**What to work on**
Pick out each line in the listing below that contains the word "street" and copy it. Case matters, so only matches with the same uppercase and lowercase letters count.

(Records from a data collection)
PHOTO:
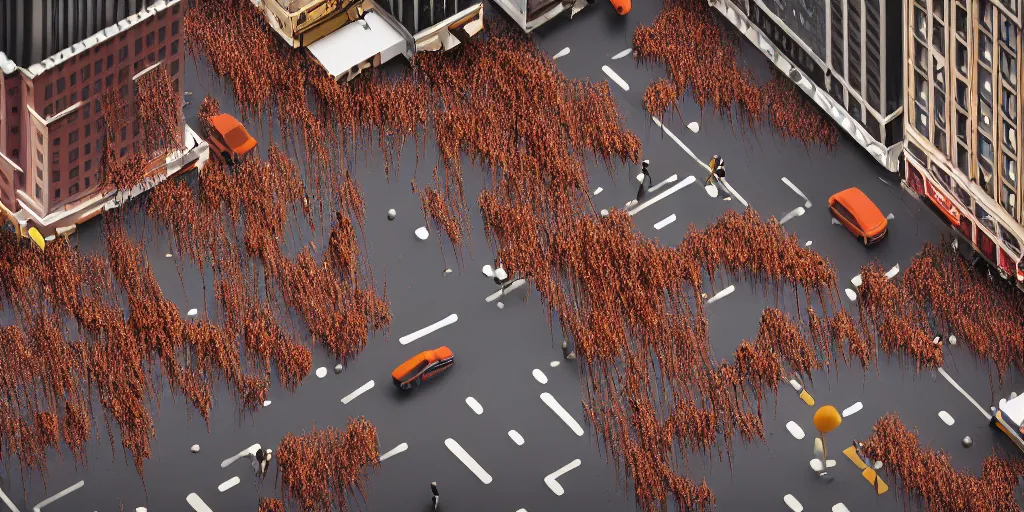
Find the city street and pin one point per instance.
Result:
(508, 357)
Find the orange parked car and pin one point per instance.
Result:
(228, 138)
(859, 215)
(623, 6)
(422, 367)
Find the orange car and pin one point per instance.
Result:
(421, 367)
(229, 138)
(859, 215)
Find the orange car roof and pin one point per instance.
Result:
(864, 212)
(431, 355)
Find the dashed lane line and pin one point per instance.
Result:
(393, 452)
(560, 411)
(468, 460)
(984, 413)
(678, 186)
(80, 484)
(448, 321)
(354, 394)
(7, 502)
(197, 503)
(615, 78)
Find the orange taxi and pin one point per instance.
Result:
(852, 208)
(228, 138)
(422, 367)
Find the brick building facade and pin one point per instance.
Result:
(52, 130)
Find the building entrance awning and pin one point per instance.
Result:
(357, 42)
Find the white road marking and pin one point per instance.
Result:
(235, 480)
(560, 411)
(197, 503)
(448, 321)
(7, 502)
(354, 394)
(793, 503)
(892, 271)
(678, 186)
(515, 285)
(666, 221)
(467, 460)
(539, 375)
(797, 212)
(395, 451)
(245, 453)
(946, 418)
(679, 142)
(723, 294)
(968, 396)
(80, 484)
(670, 179)
(615, 78)
(807, 202)
(551, 479)
(852, 410)
(516, 437)
(795, 429)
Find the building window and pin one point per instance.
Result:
(1009, 201)
(984, 116)
(985, 49)
(962, 22)
(985, 14)
(1009, 104)
(1008, 67)
(939, 37)
(985, 147)
(1009, 170)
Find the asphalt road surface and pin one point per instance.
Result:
(500, 350)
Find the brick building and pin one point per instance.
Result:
(51, 82)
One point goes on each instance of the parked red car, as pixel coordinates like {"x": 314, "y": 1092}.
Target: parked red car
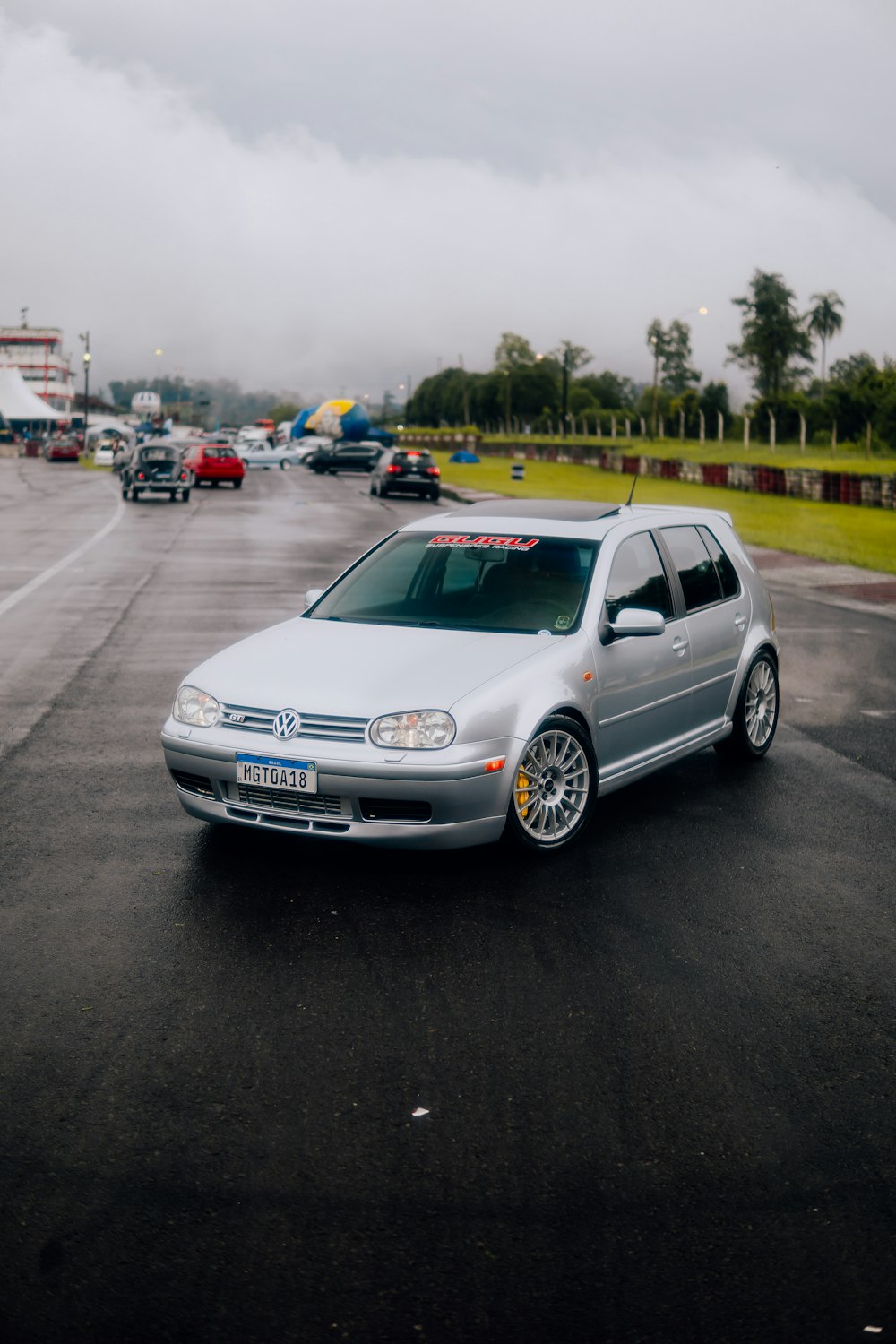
{"x": 214, "y": 462}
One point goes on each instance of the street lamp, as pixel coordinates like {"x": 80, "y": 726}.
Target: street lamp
{"x": 85, "y": 338}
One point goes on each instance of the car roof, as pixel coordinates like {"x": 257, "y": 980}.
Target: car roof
{"x": 559, "y": 518}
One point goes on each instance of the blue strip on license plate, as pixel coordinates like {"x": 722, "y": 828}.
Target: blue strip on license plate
{"x": 277, "y": 773}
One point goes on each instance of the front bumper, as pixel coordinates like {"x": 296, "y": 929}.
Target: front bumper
{"x": 400, "y": 800}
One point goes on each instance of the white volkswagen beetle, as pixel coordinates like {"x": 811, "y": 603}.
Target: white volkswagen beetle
{"x": 495, "y": 672}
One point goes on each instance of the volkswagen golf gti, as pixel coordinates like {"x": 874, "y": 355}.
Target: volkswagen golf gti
{"x": 490, "y": 674}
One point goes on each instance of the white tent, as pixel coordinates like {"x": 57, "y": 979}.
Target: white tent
{"x": 19, "y": 403}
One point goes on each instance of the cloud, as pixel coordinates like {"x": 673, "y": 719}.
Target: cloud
{"x": 284, "y": 260}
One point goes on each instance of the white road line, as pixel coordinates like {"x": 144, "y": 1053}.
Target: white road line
{"x": 39, "y": 580}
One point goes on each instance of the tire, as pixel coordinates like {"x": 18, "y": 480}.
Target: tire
{"x": 755, "y": 714}
{"x": 555, "y": 787}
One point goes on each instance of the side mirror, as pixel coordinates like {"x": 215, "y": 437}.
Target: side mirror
{"x": 632, "y": 620}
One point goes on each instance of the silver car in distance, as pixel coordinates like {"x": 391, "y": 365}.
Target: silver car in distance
{"x": 495, "y": 671}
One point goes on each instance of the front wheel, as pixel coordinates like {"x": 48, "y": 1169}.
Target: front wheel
{"x": 755, "y": 714}
{"x": 555, "y": 787}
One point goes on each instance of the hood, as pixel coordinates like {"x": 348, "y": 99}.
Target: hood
{"x": 359, "y": 671}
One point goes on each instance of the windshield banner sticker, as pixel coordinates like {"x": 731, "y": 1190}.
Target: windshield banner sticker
{"x": 503, "y": 542}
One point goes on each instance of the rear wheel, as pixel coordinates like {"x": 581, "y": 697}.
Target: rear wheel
{"x": 756, "y": 712}
{"x": 554, "y": 788}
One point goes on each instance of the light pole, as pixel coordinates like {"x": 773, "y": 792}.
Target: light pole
{"x": 161, "y": 410}
{"x": 85, "y": 338}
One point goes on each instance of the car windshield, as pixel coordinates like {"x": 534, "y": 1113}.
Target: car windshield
{"x": 474, "y": 582}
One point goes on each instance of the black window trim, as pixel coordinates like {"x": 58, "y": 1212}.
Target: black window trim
{"x": 672, "y": 572}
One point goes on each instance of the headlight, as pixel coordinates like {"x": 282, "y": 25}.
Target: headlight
{"x": 422, "y": 728}
{"x": 196, "y": 707}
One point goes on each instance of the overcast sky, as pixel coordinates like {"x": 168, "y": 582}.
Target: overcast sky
{"x": 330, "y": 198}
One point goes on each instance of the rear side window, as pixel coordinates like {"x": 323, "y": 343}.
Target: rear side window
{"x": 699, "y": 577}
{"x": 726, "y": 570}
{"x": 637, "y": 578}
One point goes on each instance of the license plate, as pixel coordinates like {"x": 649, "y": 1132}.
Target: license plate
{"x": 277, "y": 773}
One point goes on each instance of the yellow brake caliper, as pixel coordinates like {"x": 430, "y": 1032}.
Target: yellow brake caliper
{"x": 521, "y": 793}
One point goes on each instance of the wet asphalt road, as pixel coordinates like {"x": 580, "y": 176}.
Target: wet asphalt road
{"x": 657, "y": 1070}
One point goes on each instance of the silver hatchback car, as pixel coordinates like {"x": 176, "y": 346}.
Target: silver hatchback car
{"x": 493, "y": 671}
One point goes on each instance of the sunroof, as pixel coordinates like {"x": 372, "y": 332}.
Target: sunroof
{"x": 560, "y": 511}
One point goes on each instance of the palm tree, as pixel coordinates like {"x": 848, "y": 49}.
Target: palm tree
{"x": 825, "y": 322}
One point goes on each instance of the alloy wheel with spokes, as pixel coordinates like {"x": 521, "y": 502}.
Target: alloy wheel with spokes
{"x": 554, "y": 788}
{"x": 756, "y": 712}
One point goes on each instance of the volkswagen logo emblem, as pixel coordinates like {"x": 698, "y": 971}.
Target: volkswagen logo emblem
{"x": 287, "y": 725}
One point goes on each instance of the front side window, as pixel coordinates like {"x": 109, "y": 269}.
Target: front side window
{"x": 470, "y": 582}
{"x": 700, "y": 581}
{"x": 637, "y": 578}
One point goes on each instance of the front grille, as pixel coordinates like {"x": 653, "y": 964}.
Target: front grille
{"x": 194, "y": 784}
{"x": 330, "y": 726}
{"x": 394, "y": 809}
{"x": 284, "y": 800}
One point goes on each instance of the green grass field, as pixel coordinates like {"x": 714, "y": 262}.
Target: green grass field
{"x": 849, "y": 457}
{"x": 839, "y": 532}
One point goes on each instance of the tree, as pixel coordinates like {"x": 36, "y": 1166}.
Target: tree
{"x": 774, "y": 341}
{"x": 512, "y": 352}
{"x": 823, "y": 322}
{"x": 677, "y": 374}
{"x": 608, "y": 390}
{"x": 670, "y": 349}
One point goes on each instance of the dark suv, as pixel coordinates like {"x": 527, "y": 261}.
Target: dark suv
{"x": 346, "y": 457}
{"x": 406, "y": 470}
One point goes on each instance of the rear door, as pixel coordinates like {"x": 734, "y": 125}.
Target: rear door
{"x": 643, "y": 682}
{"x": 718, "y": 616}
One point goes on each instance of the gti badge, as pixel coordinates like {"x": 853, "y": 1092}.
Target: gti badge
{"x": 285, "y": 725}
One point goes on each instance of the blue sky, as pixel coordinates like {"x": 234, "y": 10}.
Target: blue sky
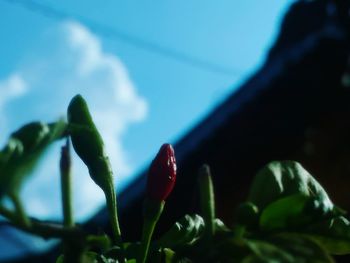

**Output of the task**
Find the city street and pin one point per instance.
One point goes on each instance of the street lamp, as pixel coordinates like {"x": 80, "y": 726}.
Target: street lamp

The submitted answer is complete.